> _Directions for this task_:
Write the data out again, word for word.

### The input ###

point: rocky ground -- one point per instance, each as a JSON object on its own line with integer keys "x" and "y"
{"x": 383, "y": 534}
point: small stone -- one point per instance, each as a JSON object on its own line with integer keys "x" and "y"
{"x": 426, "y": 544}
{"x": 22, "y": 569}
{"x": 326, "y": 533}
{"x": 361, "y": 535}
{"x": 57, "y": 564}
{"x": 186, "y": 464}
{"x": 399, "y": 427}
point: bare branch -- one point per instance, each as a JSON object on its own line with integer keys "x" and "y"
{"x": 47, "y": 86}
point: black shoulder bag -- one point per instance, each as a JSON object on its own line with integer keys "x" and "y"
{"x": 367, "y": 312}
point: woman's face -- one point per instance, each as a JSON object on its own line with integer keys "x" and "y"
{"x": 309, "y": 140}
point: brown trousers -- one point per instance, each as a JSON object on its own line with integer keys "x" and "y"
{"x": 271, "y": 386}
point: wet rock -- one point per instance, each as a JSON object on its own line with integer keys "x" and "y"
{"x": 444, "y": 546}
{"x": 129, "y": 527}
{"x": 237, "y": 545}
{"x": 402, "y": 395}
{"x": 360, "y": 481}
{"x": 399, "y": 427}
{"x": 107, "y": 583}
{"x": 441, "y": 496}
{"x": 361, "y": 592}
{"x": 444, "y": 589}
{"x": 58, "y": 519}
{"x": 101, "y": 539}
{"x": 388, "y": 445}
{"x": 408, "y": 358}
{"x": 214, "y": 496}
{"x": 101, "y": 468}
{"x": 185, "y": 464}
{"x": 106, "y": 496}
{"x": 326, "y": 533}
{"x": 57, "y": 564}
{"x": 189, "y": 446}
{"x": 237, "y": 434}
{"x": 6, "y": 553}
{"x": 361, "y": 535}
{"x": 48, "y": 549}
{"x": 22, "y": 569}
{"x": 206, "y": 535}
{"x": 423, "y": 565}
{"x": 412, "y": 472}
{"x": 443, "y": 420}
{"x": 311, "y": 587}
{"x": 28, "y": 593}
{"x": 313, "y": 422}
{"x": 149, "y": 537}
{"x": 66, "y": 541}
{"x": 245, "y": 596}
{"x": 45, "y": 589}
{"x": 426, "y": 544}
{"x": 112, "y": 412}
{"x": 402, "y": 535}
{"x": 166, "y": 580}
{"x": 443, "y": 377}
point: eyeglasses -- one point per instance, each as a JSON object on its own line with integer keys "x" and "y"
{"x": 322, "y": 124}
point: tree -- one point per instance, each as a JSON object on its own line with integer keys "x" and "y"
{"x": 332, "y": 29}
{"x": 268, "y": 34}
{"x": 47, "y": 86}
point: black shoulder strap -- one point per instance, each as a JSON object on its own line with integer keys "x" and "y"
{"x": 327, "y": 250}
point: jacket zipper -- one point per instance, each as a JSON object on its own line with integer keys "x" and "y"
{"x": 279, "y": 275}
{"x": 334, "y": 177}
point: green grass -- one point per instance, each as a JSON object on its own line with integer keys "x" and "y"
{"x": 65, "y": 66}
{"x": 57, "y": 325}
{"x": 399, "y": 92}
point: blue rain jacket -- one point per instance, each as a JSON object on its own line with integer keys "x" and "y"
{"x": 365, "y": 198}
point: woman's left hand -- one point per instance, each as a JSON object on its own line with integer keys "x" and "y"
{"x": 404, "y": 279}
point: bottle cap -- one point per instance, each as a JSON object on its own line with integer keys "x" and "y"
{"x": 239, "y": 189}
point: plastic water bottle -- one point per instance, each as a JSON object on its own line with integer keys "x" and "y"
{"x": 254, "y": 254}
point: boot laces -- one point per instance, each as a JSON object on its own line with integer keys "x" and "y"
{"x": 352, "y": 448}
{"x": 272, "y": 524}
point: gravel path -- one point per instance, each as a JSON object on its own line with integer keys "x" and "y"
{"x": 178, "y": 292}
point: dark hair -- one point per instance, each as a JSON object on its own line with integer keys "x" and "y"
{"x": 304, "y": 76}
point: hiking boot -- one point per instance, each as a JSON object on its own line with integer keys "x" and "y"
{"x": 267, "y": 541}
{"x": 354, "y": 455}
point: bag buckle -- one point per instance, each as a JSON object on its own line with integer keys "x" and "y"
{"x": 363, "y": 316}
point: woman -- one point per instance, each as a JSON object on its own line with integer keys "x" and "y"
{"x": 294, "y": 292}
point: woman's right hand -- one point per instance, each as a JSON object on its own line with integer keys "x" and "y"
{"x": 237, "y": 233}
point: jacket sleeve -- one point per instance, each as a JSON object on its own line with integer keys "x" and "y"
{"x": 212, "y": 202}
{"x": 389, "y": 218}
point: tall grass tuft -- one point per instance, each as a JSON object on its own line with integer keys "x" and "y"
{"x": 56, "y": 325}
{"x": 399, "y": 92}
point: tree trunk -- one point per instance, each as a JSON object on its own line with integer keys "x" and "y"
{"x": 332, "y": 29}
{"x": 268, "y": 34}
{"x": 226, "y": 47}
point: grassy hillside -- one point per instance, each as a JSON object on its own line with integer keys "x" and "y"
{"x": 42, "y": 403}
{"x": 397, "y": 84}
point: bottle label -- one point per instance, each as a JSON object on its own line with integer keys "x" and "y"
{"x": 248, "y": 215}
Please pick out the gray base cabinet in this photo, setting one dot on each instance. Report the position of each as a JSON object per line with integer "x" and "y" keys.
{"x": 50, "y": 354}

###

> _Solved problem_:
point: rocky ground -- one point per instance, each as a JSON object on its own line with integer keys "x" and "y"
{"x": 383, "y": 534}
point: small stone -- one point per instance, each as a JSON object on its own line with integer keys "x" and "y"
{"x": 426, "y": 544}
{"x": 22, "y": 569}
{"x": 326, "y": 533}
{"x": 361, "y": 535}
{"x": 57, "y": 564}
{"x": 186, "y": 464}
{"x": 399, "y": 427}
point: bare branch -- one point per instance, each as a JSON object on its own line with integer keys "x" and "y"
{"x": 47, "y": 86}
point: black shoulder bag -- one point per instance, each as a JSON object on its own line with integer keys "x" and "y"
{"x": 367, "y": 312}
point: woman's face -- one point per instance, each as a JSON object on its own line with integer keys "x" and "y"
{"x": 309, "y": 140}
point: brown trousers -- one point per instance, each as a JSON object on its own line with integer keys "x" and "y"
{"x": 271, "y": 386}
point: wet rock -- one point per instance, each as a JSON object on its own line with integer keys "x" and "y"
{"x": 444, "y": 546}
{"x": 129, "y": 527}
{"x": 237, "y": 545}
{"x": 402, "y": 395}
{"x": 360, "y": 481}
{"x": 399, "y": 427}
{"x": 107, "y": 583}
{"x": 441, "y": 496}
{"x": 361, "y": 592}
{"x": 444, "y": 589}
{"x": 58, "y": 519}
{"x": 101, "y": 539}
{"x": 388, "y": 445}
{"x": 408, "y": 358}
{"x": 214, "y": 496}
{"x": 101, "y": 468}
{"x": 185, "y": 464}
{"x": 106, "y": 496}
{"x": 326, "y": 533}
{"x": 57, "y": 564}
{"x": 189, "y": 446}
{"x": 237, "y": 434}
{"x": 6, "y": 553}
{"x": 361, "y": 535}
{"x": 48, "y": 549}
{"x": 22, "y": 569}
{"x": 206, "y": 535}
{"x": 423, "y": 565}
{"x": 412, "y": 472}
{"x": 443, "y": 420}
{"x": 311, "y": 587}
{"x": 28, "y": 593}
{"x": 313, "y": 422}
{"x": 149, "y": 537}
{"x": 66, "y": 541}
{"x": 245, "y": 596}
{"x": 45, "y": 589}
{"x": 426, "y": 544}
{"x": 112, "y": 412}
{"x": 402, "y": 535}
{"x": 166, "y": 580}
{"x": 443, "y": 377}
point: eyeglasses -- one point per instance, each as a JSON object on its own line with integer keys "x" and "y"
{"x": 322, "y": 124}
point: tree -- one point per instance, each as a JSON object on its own line with integer keys "x" and "y"
{"x": 332, "y": 29}
{"x": 268, "y": 34}
{"x": 47, "y": 86}
point: black shoulder strap -- one point per instance, each as a JSON object on its own line with integer keys "x" and "y"
{"x": 327, "y": 250}
point: jacket zipper -- one point per instance, each as a JSON object on its own line with integer keys "x" and "y"
{"x": 279, "y": 275}
{"x": 334, "y": 177}
point: green grass -- one point per instance, each as a JSON object on its own line with integer keys "x" and "y"
{"x": 65, "y": 66}
{"x": 57, "y": 325}
{"x": 399, "y": 92}
point: blue rain jacket -- one point per instance, each as a JSON object on its own line with integer keys "x" and "y"
{"x": 365, "y": 198}
point: woman's left hand -- one point per instance, each as a JSON object on its own line with integer keys "x" and "y"
{"x": 404, "y": 279}
point: bottle cap -- one point per instance, each as a JSON object on its own line with integer keys "x" and "y"
{"x": 239, "y": 189}
point: plastic water bottle -- one point per instance, each as a JSON object on its own line with integer keys "x" and "y"
{"x": 254, "y": 254}
point: boot laces -- one point per instance, each as a JSON object on its own line with integer keys "x" and "y"
{"x": 352, "y": 448}
{"x": 272, "y": 524}
point: gravel path -- one point per instance, each as a JSON object on its own line with integer keys "x" and "y"
{"x": 178, "y": 292}
point: dark hair -- one point per instance, each as a JSON object on its own line with integer keys "x" and "y"
{"x": 304, "y": 76}
point: hiking boot -- one point per instance, each as a JSON object on its own line with integer keys "x" and "y"
{"x": 267, "y": 541}
{"x": 354, "y": 455}
point: bag buckle -- one point per instance, each as a JSON object on its own line with integer keys "x" and "y"
{"x": 363, "y": 316}
point: woman -- one point per instance, each as a JSON object on its own line with integer keys "x" and "y"
{"x": 294, "y": 292}
point: woman's right hand -- one point per instance, each as a JSON object on its own line with integer keys "x" and "y"
{"x": 237, "y": 233}
point: jacket sleeve -- one point per instance, each as a JSON object on its own line with integer keys "x" and "y"
{"x": 212, "y": 202}
{"x": 389, "y": 218}
point: tall grass tuft -- one point per instance, each as a JSON object on its own line with integer keys "x" and "y"
{"x": 56, "y": 325}
{"x": 399, "y": 92}
point: tree trunk -- one point per instance, each as a JSON object on its own line with integer keys "x" and "y"
{"x": 332, "y": 29}
{"x": 268, "y": 34}
{"x": 226, "y": 47}
point: grassy hillside -- one point per instance, each as a JSON object on its own line with integer keys "x" and "y"
{"x": 42, "y": 403}
{"x": 397, "y": 84}
point: bottle label -- one point per instance, each as a JSON object on its own line with integer keys "x" and "y"
{"x": 248, "y": 215}
Please pick out the gray base cabinet in this photo, setting one dot on each instance. Report the position of each as a JSON object per line with integer "x" and "y" keys.
{"x": 50, "y": 354}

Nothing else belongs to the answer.